_Task directions_. Copy the data below verbatim, from the line containing "TARGET = cloud" to the line containing "(1446, 209)", with both of those lines included.

_Material supplied_.
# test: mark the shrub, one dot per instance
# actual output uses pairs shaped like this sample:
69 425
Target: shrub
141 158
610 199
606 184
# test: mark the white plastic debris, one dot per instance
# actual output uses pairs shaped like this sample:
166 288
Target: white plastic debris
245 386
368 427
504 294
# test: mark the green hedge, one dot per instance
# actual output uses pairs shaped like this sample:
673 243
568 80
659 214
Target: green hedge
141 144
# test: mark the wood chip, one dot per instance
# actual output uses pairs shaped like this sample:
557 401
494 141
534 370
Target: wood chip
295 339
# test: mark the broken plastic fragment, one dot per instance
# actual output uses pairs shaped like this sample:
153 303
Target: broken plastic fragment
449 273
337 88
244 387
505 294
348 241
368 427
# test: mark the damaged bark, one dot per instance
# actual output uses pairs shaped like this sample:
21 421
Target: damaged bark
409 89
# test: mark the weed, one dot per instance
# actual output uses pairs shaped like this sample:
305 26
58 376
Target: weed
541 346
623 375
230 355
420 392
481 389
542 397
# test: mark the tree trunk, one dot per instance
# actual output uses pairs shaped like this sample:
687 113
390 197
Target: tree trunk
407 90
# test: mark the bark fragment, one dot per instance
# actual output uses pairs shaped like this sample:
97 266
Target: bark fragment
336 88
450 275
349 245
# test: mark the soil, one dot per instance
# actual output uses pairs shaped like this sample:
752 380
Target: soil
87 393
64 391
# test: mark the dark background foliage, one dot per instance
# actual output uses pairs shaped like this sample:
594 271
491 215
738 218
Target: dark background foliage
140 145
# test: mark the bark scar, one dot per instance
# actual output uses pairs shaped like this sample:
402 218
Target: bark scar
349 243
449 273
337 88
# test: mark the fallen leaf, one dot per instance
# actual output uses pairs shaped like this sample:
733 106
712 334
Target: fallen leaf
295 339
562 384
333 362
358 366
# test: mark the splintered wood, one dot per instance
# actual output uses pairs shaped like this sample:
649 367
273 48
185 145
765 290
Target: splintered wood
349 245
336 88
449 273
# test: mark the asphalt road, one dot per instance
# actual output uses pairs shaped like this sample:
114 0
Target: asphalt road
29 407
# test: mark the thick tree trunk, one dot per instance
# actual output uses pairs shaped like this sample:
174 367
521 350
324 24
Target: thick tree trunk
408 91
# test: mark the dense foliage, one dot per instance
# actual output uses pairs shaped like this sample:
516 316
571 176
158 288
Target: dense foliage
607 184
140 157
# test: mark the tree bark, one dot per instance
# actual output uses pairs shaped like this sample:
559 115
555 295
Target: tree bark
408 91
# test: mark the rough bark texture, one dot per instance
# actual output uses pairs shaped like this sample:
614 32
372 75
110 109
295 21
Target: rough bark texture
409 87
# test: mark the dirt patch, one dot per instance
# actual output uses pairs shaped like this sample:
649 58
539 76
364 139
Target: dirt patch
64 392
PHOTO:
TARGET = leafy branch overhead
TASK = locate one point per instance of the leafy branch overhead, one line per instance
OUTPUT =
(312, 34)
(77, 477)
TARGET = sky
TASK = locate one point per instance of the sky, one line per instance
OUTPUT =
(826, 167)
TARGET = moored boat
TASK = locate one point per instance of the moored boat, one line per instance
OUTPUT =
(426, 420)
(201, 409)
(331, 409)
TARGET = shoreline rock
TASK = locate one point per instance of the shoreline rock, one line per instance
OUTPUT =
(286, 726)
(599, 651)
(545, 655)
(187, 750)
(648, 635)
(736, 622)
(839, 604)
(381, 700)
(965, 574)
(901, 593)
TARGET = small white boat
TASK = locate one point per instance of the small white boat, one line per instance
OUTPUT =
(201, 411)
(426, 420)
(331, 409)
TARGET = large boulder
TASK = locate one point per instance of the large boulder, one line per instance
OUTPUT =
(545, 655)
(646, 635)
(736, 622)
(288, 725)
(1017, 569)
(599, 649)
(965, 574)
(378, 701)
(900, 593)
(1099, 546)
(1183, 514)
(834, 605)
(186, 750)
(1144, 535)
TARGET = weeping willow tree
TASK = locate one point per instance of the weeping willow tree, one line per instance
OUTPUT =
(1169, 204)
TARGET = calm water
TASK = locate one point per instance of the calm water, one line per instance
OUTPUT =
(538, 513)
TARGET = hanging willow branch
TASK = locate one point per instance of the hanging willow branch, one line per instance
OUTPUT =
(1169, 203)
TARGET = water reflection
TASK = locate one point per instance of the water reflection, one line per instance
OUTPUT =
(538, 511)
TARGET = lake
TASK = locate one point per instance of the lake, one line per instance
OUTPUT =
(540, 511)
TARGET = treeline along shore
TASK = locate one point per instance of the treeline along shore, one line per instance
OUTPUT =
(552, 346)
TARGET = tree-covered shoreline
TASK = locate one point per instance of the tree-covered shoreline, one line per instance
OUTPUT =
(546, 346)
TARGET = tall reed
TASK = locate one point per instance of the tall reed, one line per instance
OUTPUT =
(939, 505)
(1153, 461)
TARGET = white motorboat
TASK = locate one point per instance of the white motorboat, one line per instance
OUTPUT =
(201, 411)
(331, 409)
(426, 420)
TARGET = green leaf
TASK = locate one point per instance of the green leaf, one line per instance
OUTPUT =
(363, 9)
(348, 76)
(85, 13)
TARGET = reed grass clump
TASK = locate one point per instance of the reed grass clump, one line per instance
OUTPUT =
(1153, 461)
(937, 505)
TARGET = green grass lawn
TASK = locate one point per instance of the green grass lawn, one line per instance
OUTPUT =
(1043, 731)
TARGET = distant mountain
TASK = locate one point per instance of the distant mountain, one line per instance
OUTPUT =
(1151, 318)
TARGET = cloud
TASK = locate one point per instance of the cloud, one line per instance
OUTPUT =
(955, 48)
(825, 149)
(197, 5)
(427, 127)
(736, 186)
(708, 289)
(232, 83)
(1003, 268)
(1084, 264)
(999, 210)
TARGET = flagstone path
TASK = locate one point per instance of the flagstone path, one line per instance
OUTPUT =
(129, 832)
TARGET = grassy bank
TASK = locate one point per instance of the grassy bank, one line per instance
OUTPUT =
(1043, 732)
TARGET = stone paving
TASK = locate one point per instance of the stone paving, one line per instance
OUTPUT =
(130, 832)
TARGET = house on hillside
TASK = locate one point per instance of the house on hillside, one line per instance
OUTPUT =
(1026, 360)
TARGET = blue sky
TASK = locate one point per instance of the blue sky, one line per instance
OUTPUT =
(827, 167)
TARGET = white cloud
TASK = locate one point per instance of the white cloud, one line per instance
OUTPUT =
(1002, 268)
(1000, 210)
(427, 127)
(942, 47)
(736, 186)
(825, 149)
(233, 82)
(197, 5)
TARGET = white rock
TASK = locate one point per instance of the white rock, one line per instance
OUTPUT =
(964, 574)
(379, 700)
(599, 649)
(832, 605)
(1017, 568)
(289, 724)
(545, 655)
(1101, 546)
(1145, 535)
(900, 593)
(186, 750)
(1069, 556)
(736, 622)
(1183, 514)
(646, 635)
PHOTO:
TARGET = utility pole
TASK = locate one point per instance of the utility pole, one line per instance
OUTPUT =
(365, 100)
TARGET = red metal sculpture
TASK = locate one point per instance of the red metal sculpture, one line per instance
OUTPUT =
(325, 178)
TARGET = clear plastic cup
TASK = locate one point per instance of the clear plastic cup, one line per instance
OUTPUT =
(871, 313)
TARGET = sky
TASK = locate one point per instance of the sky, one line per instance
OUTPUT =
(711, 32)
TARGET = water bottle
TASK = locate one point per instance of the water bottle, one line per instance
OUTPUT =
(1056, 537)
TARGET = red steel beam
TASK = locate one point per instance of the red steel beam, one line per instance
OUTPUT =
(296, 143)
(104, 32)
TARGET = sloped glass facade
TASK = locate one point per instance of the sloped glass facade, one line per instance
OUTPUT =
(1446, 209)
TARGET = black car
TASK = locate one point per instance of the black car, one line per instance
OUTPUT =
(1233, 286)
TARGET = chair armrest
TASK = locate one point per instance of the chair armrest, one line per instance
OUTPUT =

_Final result_.
TARGET = cloud
TASK = locate one point per instance of the cloud, one line per instance
OUTPUT =
(955, 48)
(825, 149)
(197, 5)
(427, 127)
(736, 186)
(708, 289)
(232, 83)
(1003, 268)
(1084, 264)
(999, 210)
TARGET = flagstone path
TASK = locate one point per instance of the flagstone path, one line per instance
OUTPUT =
(129, 832)
TARGET = grassy bank
TASK = locate one point per instance of the grassy bank, one line per instance
OUTPUT =
(1043, 732)
TARGET = stone paving
TASK = locate one point per instance of the stone paving, one line per instance
OUTPUT =
(130, 832)
TARGET = house on hillside
TASK = locate one point per instance of the house on hillside, one line per instance
OUTPUT =
(1026, 360)
TARGET = blue sky
TASK = locate one point per instance of the blue sky, one line per instance
OUTPUT =
(827, 167)
TARGET = white cloud
TASK = locate one point per instance of the white cloud, one line per instance
OUTPUT =
(1002, 268)
(1000, 210)
(427, 127)
(942, 47)
(736, 186)
(825, 149)
(233, 82)
(197, 5)
TARGET = white rock
TASK = locate one point per instance of the white rock, one line per instance
OUTPUT =
(964, 574)
(379, 700)
(599, 649)
(832, 605)
(1017, 568)
(289, 724)
(545, 655)
(1101, 546)
(1145, 535)
(900, 593)
(186, 750)
(1069, 556)
(736, 622)
(1183, 514)
(646, 635)
PHOTO:
TARGET = utility pole
TASK = locate one point per instance of the utility pole, one line per instance
OUTPUT =
(365, 100)
TARGET = red metal sculpture
TASK = locate one point per instance of the red metal sculpture, one line per instance
OUTPUT =
(325, 178)
TARGET = clear plastic cup
TASK = locate one point per instance of the clear plastic cup, one line per instance
OUTPUT =
(871, 313)
TARGET = sky
TASK = locate one point per instance of the sky, one line per instance
OUTPUT =
(711, 32)
TARGET = water bottle
TASK = locate one point per instance of the water bottle, one line per instance
OUTPUT =
(1056, 537)
TARGET = red steel beam
TASK = locate one point per instance of the red steel beam, one line per instance
OUTPUT =
(296, 143)
(104, 32)
TARGET = sloped glass facade
TASK = locate one point per instance of the sloped glass facade, one line per instance
OUTPUT =
(1446, 209)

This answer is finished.